◆ DIRECTIONS:
Every line in the records below between the one holding "wrap in this photo." and the one holding "on ground in this photo.", inclusive, is to be set down exactly; all other lines are to be left out.

----

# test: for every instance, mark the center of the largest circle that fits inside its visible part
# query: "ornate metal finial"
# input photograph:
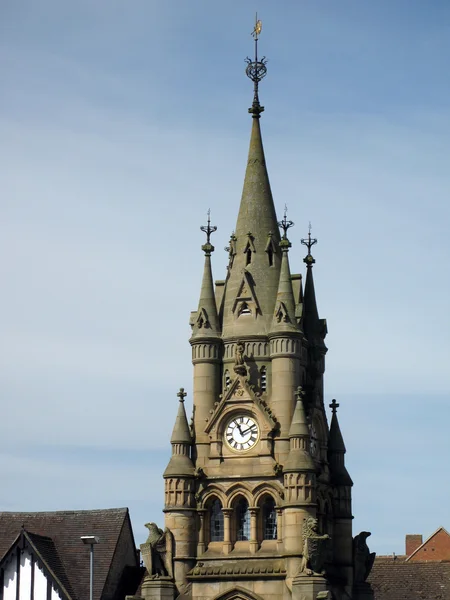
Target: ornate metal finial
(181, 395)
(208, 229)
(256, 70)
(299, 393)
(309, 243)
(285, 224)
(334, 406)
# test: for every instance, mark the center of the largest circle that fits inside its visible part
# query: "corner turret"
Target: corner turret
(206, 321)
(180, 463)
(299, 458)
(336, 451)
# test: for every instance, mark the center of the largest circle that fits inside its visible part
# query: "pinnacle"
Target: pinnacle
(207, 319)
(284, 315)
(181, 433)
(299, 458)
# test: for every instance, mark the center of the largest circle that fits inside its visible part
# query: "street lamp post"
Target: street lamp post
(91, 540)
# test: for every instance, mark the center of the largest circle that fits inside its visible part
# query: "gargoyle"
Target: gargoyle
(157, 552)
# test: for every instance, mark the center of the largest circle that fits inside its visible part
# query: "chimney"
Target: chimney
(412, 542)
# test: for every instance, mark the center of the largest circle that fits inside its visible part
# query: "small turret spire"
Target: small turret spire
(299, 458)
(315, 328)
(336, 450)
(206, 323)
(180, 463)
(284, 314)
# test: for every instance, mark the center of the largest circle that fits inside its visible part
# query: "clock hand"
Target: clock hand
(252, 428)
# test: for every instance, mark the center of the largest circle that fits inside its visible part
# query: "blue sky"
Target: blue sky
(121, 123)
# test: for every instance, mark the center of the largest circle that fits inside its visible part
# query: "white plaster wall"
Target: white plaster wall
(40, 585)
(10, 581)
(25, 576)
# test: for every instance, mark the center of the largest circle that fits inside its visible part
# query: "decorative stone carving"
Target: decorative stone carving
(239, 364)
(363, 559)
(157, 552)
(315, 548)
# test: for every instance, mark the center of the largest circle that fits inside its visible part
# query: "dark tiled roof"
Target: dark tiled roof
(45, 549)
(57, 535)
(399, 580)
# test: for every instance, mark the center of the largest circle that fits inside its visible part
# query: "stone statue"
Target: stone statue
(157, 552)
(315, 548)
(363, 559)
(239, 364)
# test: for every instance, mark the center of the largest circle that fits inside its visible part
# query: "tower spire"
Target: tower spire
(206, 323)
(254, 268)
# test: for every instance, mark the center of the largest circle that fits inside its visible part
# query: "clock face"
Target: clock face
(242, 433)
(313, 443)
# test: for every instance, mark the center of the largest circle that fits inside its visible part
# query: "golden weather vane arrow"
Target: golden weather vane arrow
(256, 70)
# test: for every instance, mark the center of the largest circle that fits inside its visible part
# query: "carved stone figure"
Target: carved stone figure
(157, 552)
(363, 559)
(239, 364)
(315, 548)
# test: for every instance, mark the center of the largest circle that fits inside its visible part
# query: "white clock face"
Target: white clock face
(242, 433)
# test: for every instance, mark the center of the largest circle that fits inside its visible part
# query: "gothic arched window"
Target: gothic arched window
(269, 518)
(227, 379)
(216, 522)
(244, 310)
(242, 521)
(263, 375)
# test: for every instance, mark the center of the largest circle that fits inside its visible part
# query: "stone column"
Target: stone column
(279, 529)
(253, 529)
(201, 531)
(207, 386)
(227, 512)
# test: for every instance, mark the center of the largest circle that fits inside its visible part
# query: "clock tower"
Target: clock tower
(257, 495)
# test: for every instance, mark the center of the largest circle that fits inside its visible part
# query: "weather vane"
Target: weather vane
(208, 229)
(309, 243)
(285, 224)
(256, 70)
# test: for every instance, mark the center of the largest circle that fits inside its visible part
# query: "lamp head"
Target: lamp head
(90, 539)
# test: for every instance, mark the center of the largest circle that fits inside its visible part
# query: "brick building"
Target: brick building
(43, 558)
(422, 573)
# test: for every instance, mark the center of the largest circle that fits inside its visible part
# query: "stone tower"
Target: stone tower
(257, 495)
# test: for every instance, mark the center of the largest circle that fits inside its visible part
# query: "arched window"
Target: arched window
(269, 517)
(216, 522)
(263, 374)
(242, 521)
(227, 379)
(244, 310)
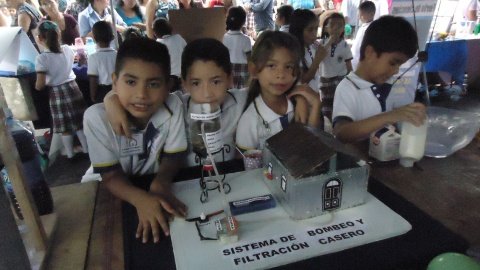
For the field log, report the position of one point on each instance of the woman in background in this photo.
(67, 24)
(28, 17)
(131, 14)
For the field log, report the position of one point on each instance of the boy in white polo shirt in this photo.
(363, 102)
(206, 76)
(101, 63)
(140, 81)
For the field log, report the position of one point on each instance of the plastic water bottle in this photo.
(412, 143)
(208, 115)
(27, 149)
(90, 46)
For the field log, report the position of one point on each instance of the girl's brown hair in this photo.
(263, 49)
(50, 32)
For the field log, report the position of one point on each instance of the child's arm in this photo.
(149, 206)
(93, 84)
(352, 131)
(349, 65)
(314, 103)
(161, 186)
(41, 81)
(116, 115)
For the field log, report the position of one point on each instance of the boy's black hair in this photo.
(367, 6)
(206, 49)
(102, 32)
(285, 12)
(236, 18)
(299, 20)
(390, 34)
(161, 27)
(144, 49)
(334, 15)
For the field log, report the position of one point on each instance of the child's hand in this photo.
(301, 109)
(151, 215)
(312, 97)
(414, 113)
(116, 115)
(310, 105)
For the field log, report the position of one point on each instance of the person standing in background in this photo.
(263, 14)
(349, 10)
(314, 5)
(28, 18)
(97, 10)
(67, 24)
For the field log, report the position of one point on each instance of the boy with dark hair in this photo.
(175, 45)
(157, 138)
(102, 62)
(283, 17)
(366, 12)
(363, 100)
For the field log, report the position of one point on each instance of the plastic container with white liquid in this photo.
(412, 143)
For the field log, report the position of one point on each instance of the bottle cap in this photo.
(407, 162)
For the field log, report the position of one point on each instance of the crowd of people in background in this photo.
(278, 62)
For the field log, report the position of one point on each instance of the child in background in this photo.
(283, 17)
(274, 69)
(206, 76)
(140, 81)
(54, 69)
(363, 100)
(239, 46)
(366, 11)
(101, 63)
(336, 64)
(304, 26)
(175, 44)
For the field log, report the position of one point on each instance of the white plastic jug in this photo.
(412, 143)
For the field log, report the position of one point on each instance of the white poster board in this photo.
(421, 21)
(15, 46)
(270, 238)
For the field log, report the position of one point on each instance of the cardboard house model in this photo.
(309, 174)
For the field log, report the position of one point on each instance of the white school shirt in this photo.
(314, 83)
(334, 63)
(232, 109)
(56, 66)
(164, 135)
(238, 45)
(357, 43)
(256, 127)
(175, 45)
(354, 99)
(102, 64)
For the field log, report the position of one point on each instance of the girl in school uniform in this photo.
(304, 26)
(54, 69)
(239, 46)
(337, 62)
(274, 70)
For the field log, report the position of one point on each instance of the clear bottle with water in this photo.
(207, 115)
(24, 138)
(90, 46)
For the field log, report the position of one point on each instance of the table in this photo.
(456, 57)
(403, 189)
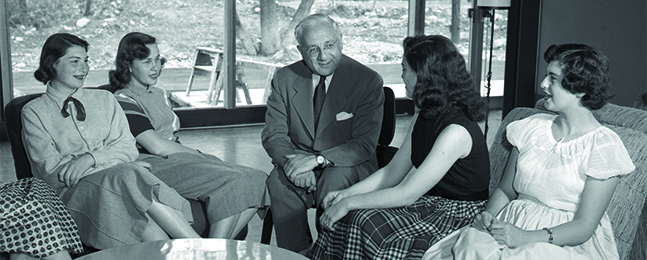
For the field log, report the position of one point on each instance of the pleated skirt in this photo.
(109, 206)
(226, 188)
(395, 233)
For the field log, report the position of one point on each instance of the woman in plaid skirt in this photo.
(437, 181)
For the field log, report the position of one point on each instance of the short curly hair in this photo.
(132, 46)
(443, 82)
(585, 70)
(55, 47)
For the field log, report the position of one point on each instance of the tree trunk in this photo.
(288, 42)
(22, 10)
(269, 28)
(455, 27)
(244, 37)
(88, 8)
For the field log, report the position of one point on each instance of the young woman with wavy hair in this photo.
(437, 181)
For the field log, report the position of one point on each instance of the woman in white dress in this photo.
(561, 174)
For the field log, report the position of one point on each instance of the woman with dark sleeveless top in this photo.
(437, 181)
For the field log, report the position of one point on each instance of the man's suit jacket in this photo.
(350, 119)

----

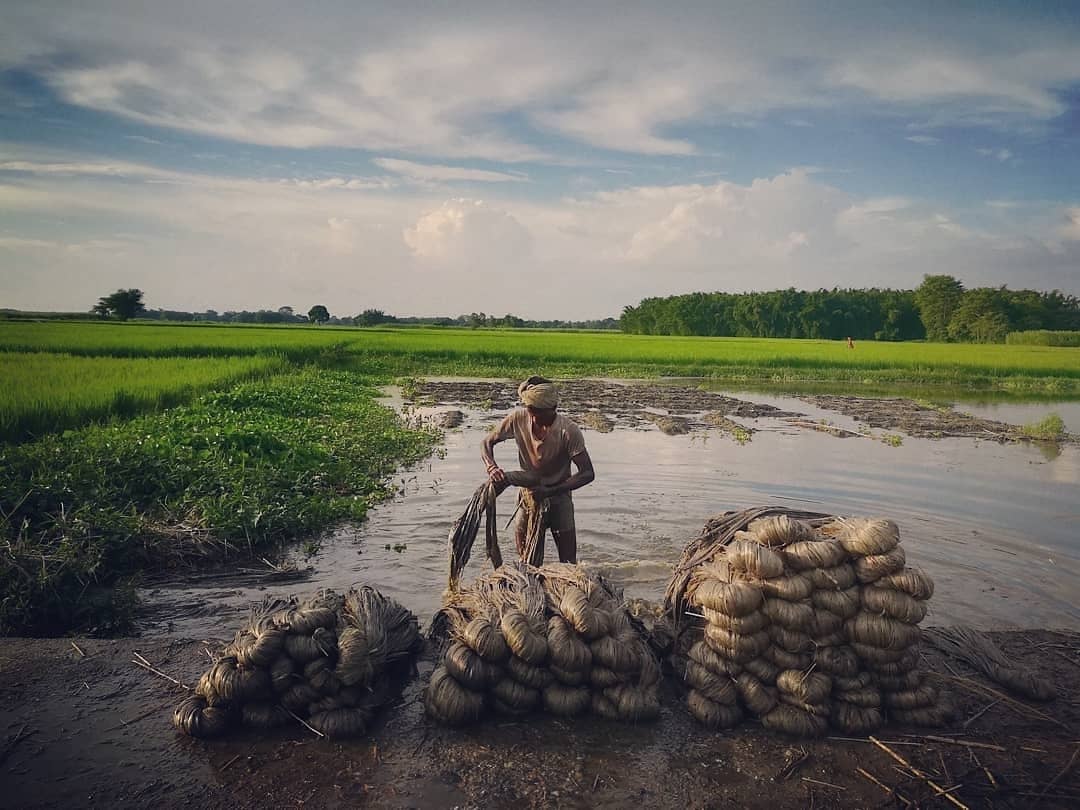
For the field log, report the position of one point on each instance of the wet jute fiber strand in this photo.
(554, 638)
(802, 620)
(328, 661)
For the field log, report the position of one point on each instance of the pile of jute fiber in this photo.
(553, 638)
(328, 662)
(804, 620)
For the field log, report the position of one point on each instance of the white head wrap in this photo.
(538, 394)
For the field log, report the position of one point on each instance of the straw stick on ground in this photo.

----

◆ PROBLEM SOLUTION:
For the field log, report the position of one point on each instance of the white head wrap in this photo.
(538, 394)
For the field log, report the position of one point on each instance of the straw stick on ground in this photo.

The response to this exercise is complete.